start Records provided

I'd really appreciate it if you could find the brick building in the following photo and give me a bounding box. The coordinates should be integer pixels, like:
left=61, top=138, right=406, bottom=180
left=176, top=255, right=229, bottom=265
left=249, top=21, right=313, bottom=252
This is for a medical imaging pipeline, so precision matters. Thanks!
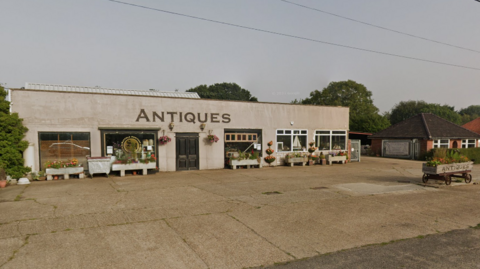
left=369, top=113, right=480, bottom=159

end Records provided
start Records provided

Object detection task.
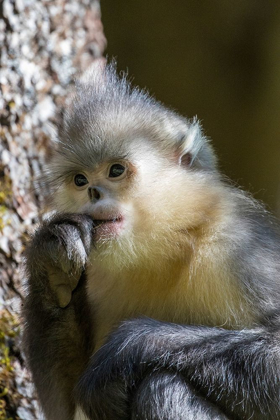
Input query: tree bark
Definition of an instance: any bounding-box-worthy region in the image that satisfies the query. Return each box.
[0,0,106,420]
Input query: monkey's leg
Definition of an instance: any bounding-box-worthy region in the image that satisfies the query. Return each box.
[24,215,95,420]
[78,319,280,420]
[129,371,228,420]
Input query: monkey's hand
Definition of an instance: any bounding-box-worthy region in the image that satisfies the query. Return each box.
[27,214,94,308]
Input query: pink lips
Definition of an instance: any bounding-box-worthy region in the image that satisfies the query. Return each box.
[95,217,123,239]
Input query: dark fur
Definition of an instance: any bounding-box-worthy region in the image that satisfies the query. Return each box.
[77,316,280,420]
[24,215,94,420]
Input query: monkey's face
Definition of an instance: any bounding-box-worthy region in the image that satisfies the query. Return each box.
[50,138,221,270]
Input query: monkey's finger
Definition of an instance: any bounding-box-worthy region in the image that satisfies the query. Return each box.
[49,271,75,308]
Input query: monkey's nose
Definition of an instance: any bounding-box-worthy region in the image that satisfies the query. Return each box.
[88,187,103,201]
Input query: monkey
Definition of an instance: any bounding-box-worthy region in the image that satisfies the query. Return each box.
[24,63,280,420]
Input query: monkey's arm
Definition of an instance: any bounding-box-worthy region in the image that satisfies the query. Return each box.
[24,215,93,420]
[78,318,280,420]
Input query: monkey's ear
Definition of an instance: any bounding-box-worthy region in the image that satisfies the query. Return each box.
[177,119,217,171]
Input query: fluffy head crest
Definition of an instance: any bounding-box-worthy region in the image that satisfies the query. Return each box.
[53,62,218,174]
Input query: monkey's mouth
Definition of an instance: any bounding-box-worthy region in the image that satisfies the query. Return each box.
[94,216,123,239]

end Records provided

- **Set task**: In the records above, rewrite the lines starting at the one containing "I'd really appreciate" and ending at the one containing "left=369, top=113, right=480, bottom=159", substituting "stone wall" for "brick building" and keeping everything else the same. Leave the picture lines out of your answer.

- **Result of the task**:
I'd really appreciate it if you could find the stone wall in the following photo and give me a bounding box. The coordinates should be integer pixels, like:
left=61, top=138, right=406, bottom=180
left=176, top=255, right=229, bottom=265
left=249, top=21, right=313, bottom=252
This is for a medical imaging pipeline, so precision matters. Thanks!
left=369, top=113, right=480, bottom=159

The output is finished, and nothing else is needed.